-- THE EXERCISE --
Please gather each line in the rows below that contains the word "rack" and copy those lines out in full.

Start of RECORDED INFORMATION

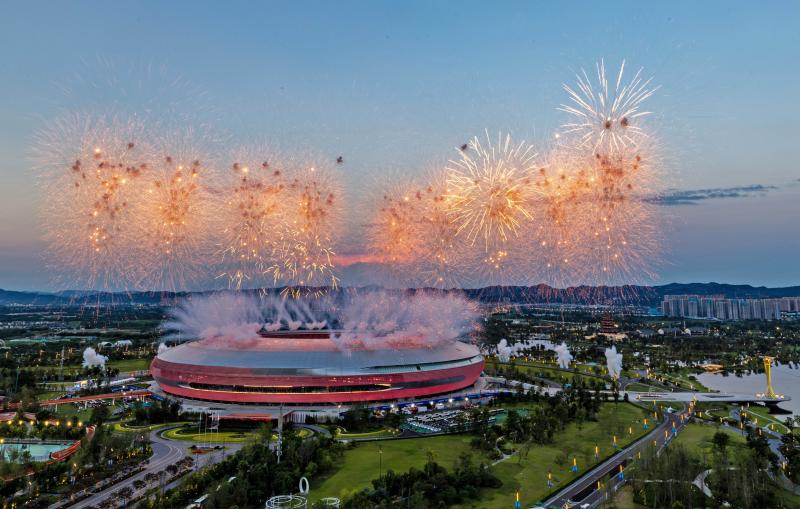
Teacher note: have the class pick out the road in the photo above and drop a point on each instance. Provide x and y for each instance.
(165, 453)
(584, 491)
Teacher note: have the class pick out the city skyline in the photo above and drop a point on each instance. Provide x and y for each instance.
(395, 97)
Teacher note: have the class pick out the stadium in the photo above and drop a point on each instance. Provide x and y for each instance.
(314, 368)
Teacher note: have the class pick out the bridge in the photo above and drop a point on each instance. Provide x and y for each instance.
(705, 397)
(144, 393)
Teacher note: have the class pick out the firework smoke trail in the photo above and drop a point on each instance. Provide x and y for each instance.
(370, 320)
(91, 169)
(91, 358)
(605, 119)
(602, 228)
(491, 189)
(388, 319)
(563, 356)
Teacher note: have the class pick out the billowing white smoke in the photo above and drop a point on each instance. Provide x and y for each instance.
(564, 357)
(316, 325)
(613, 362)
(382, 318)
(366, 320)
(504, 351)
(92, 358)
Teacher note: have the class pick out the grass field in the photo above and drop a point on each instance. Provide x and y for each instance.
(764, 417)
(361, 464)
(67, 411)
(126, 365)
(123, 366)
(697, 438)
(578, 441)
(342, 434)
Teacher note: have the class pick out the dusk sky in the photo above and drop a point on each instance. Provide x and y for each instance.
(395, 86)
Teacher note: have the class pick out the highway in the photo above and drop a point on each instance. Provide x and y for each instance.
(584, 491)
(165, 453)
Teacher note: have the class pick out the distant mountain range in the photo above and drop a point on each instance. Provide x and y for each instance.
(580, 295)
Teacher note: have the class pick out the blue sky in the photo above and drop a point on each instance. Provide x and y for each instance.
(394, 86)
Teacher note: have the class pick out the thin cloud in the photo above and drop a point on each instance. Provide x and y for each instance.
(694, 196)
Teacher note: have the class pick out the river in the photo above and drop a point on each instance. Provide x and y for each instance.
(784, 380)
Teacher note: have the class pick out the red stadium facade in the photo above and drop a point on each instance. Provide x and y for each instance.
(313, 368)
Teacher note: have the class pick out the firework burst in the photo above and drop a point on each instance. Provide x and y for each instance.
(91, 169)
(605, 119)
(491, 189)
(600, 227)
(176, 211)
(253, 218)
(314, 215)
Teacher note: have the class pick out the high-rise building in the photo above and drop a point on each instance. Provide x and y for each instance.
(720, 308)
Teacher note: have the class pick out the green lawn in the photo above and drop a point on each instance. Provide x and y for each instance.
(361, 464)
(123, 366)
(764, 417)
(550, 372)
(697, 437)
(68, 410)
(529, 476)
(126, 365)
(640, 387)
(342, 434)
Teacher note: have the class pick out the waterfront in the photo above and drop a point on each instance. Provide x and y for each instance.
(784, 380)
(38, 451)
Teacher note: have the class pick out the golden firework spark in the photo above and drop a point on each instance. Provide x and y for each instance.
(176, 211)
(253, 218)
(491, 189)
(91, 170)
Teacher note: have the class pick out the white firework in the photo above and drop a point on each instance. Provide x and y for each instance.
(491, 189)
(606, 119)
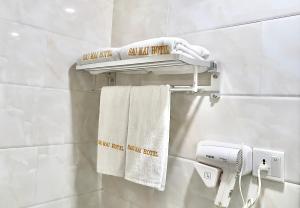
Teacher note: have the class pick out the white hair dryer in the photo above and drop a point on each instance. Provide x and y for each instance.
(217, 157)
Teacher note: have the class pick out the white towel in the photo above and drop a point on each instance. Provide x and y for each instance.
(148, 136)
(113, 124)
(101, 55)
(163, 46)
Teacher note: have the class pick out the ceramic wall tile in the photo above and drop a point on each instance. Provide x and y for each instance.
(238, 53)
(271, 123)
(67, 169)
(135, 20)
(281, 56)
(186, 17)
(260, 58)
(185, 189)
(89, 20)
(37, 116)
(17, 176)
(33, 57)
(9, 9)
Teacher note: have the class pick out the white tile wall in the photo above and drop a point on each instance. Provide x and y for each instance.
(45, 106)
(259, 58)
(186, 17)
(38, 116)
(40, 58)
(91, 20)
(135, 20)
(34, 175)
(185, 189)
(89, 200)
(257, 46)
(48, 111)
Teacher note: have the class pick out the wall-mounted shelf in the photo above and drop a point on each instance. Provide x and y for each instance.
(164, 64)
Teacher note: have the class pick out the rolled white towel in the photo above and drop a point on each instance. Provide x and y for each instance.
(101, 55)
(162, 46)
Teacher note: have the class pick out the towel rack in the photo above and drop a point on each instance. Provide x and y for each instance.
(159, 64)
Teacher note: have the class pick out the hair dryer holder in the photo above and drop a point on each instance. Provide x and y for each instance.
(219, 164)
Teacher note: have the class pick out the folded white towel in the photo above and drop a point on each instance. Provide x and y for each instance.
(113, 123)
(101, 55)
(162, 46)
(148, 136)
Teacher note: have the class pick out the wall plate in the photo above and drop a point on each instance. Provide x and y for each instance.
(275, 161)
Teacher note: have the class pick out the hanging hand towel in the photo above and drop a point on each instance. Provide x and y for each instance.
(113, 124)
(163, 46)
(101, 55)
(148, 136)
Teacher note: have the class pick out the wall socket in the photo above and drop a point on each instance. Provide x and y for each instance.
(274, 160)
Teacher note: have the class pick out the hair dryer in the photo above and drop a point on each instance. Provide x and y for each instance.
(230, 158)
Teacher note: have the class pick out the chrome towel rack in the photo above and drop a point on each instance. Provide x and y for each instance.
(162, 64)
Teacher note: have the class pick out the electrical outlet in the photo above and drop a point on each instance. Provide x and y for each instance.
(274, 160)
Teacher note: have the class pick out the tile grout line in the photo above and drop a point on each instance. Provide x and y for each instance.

End of RECORDED INFORMATION
Start of RECORDED INFORMATION

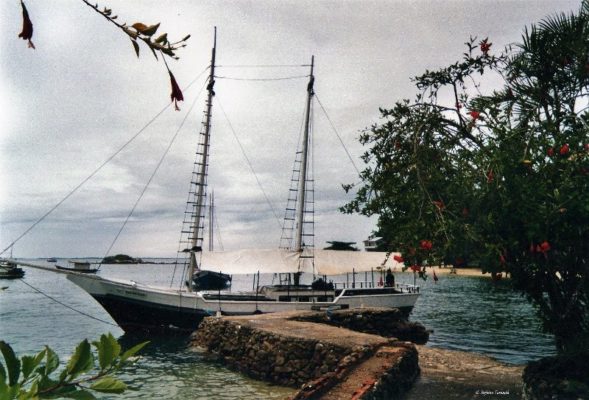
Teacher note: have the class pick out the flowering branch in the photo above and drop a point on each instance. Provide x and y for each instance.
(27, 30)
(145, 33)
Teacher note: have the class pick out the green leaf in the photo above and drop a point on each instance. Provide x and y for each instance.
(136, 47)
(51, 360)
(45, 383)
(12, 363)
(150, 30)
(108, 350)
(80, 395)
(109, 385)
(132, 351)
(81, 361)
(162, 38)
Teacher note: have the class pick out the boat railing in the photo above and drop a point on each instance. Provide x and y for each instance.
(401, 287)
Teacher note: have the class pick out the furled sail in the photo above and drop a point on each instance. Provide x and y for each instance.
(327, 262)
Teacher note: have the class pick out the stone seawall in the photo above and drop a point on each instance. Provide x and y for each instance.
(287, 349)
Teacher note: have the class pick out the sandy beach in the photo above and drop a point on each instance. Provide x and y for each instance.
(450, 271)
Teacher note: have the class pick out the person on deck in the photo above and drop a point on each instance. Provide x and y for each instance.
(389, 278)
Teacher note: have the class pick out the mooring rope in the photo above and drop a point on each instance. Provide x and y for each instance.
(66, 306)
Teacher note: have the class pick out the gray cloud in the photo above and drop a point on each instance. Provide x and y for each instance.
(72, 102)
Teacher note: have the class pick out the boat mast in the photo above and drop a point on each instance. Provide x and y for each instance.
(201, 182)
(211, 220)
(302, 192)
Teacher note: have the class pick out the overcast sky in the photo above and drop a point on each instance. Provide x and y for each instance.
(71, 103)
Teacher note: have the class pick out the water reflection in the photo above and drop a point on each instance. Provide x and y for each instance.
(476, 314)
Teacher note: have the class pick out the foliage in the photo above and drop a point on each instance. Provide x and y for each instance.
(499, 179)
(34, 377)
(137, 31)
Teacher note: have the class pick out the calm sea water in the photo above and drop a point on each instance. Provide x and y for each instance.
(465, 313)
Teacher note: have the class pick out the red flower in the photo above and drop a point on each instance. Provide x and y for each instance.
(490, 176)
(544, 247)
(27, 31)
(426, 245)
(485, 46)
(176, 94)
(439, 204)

End of RECORDED INFORMATION

-- THE ANSWER --
Teacher note: have the class pick out the towel rack in the photo above and drop a point on each instance. Provide x and y for each instance.
Teacher note: have the class pick out the chrome towel rack in the photo above and drop a point on each instance. Provide x and y for each instance.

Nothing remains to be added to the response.